TASKS TO PERFORM —
a) Say whether each statement agrees with the forum thread on Iraq, and answer yes or no with the deciding words of the thread quoted exactly: (i) Bush signed the SOFA. (ii) Maliki pushed the US President around from 2009 through 2011. (iii) Obama gives Bush credit for the SOFA.
b) Reproduce the stretch of the forum thread on Iraq from "TinyDancer and EconChick" through "be working out.".

TinyDancer and EconChick and the rest of the Obama trashers are going to freakout for finding out that Obama's diplomatic position and strategy (The USAF cannot be seen as Maliki's personal Air Force) appears to be working out. 

Great News Hoo. Obama was correct to respect the sovereignty of Iraq and the brilliant SOFA that Bush went kicking and screaming against the deadline for withdrawing US troops but he signed it. 

And Obama gives Bush credit for the SOFA and did you hear the piss fest about that?


----------



## NotfooledbyW (Aug 14, 2014)

deltex1 said:


> "We're Leaving Behind a Sovereign, Stable, and Self-Reliant Iraq"
> 
> 
> Thank you W...



Thank Lil Dubya for fuckin' up. Thank the men and women who serve for salvaging something out of it.


----------



## NotfooledbyW (Aug 14, 2014)

So Hoo, how is Fox News spinning great foreign policy news that happened on Obama's watch?


----------



## NotfooledbyW (Aug 14, 2014)

deltex1 said:


> "We're Leaving Behind a Sovereign, Stable, and Self-Reliant Iraq".



Also no more will an Iraqi Prime Minister like Maliki be pushing the US President and Commander in Chief around, as he did to Bush from 2006 through 2008. Fox News reported this in 2006;



> Al-Suneid said Bush accepted Iraq's position that a renewal of the U.N. mandate for the U.S.-led military force was conditional on swift action to hand full control of the Iraqi army to the Baghdad government and the withdrawal of coalition forces from Iraqi cities and towns when the army is ready to take control.

LISTED ENTRIES —
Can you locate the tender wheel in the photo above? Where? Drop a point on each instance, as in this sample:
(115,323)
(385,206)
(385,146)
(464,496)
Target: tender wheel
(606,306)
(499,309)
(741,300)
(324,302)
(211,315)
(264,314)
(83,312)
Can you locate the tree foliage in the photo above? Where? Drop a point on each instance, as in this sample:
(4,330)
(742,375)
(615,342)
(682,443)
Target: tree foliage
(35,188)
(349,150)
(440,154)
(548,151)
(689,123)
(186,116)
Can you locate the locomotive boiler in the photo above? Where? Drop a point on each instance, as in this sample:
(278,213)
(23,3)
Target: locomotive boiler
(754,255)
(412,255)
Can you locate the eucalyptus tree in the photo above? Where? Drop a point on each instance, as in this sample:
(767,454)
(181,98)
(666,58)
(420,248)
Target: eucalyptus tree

OUTPUTS IN ORDER —
a)
(i) Yes: "but he signed it."
(ii) No: "as he did to Bush from 2006 through 2008."
(iii) Yes: "And Obama gives Bush credit for the SOFA"

b)
TinyDancer and EconChick and the rest of the Obama trashers are going to freakout for finding out that Obama's diplomatic position and strategy (The USAF cannot be seen as Maliki's personal Air Force) appears to be working out.